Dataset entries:
'''
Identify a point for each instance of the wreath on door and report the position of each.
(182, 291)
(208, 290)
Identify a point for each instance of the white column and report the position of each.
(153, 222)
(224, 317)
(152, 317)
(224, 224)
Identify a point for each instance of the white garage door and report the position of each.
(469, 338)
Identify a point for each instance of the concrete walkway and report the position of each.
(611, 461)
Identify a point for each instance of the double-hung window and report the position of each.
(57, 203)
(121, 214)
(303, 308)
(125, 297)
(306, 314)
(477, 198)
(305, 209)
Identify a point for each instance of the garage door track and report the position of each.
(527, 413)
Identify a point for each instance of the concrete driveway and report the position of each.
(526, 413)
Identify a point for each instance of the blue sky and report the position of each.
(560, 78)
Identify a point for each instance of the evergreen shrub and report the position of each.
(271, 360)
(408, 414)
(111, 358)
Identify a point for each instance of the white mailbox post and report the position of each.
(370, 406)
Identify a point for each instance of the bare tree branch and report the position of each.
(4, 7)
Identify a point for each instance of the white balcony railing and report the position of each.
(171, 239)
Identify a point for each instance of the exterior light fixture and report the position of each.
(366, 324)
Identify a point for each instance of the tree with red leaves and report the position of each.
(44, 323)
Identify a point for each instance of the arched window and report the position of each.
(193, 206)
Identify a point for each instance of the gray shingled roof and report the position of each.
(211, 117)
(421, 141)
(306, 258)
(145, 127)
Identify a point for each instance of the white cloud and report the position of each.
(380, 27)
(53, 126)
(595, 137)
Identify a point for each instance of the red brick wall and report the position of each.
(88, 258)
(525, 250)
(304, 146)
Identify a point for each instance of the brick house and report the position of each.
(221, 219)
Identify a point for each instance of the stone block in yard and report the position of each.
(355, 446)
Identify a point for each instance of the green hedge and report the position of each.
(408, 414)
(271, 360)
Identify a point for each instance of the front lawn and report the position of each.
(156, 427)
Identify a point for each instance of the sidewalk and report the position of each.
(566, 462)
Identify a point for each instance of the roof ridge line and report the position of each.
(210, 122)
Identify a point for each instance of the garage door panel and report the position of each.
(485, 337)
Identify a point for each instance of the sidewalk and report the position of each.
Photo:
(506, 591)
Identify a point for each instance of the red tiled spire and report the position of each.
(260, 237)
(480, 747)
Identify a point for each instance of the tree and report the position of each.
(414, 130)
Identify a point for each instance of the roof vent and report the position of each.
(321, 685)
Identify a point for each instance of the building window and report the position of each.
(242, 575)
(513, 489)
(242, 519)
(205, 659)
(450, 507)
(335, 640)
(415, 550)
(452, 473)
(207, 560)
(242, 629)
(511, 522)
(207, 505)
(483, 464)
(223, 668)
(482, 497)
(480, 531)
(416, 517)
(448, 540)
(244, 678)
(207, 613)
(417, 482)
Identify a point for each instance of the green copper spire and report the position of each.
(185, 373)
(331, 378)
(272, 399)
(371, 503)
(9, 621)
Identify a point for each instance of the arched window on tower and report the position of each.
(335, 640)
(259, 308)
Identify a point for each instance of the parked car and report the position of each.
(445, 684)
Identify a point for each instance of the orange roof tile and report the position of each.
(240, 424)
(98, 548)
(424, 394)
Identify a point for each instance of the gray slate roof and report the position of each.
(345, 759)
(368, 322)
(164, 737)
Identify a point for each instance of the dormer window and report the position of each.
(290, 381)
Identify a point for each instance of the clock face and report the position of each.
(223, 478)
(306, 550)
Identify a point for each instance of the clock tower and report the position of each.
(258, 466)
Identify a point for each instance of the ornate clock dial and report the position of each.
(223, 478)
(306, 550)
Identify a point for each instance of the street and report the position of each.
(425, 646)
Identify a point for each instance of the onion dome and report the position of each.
'''
→ Instructions to follow:
Please quote exactly the lines from the one containing "Identify a point for each instance of the dormer" through the last line of the records above, both included, and nothing else.

→ Task answer:
Identify a point for each instance of the dormer window and report the position of each.
(290, 381)
Identify a point for each instance of the clock face and report the position of each.
(223, 478)
(306, 550)
Identify a point for each instance of the clock tower and report the position of each.
(258, 466)
Identify a point for each instance of the ornate clock dial and report the position of each.
(223, 478)
(306, 550)
Identify a point for each instance of the street and report the position of each.
(425, 646)
Identify a point for each instance of the onion dome and report the position of each.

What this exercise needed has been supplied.